▶ To be done
State how many lines in the listing below contain the string "coffee" with exactly that capitalization, and give only the number.

▶ Records excerpted from a collection
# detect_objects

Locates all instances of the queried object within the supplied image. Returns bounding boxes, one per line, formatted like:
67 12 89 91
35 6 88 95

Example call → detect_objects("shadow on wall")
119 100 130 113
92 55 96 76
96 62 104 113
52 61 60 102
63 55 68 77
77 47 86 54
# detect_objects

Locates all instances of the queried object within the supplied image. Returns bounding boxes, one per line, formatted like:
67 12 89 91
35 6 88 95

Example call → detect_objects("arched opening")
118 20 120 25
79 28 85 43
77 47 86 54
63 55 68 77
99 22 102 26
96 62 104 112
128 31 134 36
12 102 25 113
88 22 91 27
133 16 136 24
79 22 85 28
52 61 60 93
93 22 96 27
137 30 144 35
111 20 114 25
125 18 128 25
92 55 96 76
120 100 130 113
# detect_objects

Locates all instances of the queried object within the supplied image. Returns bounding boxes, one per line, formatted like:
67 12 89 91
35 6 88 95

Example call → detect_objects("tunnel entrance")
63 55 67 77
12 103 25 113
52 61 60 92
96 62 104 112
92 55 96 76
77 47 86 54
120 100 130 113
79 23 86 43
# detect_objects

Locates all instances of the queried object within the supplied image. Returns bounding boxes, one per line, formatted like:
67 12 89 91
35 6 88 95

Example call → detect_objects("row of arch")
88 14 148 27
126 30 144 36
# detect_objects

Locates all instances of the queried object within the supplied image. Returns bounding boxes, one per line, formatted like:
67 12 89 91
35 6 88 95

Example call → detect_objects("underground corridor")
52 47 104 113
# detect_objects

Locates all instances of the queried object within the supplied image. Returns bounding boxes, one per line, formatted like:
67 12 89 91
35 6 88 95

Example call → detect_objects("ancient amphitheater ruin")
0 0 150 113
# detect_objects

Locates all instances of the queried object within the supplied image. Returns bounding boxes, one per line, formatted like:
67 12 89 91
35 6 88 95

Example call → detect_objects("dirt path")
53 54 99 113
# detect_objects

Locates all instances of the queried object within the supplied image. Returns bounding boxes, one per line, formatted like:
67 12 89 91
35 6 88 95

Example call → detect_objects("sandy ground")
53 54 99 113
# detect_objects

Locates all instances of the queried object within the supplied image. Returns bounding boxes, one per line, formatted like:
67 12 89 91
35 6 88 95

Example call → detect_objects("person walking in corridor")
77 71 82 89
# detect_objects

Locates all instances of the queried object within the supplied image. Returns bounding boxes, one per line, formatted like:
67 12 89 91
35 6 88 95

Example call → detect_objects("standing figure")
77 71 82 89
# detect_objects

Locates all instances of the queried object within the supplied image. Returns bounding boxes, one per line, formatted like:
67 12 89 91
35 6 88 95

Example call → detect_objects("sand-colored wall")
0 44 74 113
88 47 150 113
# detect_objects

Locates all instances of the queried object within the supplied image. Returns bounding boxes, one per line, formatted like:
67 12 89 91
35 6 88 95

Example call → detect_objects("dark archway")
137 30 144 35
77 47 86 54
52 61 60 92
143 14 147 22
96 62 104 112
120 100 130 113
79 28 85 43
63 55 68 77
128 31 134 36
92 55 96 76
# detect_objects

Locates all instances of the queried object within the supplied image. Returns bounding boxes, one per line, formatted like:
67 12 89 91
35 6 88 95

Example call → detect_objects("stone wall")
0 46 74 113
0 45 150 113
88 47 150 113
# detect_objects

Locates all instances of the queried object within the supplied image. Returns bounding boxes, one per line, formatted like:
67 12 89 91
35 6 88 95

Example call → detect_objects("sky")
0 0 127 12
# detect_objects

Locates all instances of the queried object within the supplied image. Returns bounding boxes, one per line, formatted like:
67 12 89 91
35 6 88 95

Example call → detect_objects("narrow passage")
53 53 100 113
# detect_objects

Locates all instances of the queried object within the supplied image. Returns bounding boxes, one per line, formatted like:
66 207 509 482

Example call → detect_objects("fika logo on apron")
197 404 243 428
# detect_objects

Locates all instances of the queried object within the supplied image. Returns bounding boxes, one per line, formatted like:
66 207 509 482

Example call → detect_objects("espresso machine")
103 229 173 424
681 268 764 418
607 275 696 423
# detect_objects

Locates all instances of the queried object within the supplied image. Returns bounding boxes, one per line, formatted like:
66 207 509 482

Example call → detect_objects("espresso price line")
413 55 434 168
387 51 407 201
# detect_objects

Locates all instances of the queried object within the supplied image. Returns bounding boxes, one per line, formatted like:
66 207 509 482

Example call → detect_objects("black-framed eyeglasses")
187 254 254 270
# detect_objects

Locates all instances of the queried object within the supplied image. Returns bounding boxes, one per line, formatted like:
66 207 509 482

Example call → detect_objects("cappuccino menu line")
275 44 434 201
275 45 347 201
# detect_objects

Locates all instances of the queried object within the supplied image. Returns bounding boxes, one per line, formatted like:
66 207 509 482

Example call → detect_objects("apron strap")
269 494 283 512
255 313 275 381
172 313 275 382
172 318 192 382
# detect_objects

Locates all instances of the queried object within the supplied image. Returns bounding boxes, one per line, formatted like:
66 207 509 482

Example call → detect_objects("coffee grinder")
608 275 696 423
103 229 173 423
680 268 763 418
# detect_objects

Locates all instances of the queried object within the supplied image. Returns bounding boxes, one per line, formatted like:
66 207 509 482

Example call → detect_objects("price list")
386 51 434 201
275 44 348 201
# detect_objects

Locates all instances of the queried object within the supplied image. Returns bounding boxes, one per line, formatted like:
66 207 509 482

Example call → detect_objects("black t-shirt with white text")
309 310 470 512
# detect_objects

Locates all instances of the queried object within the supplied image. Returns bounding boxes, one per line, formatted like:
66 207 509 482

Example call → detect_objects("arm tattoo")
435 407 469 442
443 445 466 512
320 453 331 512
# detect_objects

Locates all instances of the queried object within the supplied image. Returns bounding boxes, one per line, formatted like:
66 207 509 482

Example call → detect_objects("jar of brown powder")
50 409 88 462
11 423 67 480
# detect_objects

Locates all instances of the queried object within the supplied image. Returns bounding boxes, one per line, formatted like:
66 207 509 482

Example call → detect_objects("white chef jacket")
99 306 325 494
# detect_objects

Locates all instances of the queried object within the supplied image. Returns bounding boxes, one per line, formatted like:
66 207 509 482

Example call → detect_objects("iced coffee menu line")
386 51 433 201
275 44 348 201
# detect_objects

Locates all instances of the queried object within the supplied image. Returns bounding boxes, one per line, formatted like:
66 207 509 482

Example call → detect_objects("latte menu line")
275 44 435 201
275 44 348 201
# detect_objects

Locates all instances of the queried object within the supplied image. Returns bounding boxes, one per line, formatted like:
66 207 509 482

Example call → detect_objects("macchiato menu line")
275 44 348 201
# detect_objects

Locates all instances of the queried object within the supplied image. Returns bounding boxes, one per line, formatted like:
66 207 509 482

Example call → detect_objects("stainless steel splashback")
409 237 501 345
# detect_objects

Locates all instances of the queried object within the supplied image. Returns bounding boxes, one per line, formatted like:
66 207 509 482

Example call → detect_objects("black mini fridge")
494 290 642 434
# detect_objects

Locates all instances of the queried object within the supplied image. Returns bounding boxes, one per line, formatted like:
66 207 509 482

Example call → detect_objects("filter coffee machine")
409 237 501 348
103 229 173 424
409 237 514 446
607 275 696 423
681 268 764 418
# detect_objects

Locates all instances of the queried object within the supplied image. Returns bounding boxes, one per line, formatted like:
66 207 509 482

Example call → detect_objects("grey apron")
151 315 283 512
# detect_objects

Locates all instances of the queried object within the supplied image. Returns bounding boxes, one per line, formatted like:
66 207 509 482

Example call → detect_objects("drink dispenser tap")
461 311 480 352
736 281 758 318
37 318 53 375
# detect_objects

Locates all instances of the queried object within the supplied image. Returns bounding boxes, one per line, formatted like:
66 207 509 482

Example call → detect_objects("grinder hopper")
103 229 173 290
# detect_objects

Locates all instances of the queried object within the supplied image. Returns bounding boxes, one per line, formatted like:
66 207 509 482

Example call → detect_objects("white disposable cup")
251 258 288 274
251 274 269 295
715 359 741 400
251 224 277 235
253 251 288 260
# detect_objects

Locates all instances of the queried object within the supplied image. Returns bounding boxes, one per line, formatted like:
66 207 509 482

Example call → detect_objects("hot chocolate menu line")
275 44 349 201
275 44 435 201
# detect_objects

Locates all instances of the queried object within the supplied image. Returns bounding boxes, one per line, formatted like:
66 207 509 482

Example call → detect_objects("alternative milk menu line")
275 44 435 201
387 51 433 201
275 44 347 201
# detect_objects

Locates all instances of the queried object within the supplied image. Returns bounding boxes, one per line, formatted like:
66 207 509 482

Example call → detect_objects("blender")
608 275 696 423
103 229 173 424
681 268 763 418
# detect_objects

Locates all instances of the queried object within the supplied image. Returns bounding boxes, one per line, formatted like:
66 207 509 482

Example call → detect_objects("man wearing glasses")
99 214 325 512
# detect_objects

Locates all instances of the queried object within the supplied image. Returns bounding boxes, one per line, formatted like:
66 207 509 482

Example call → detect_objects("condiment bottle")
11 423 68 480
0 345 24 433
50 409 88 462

▶ Solution to this task
3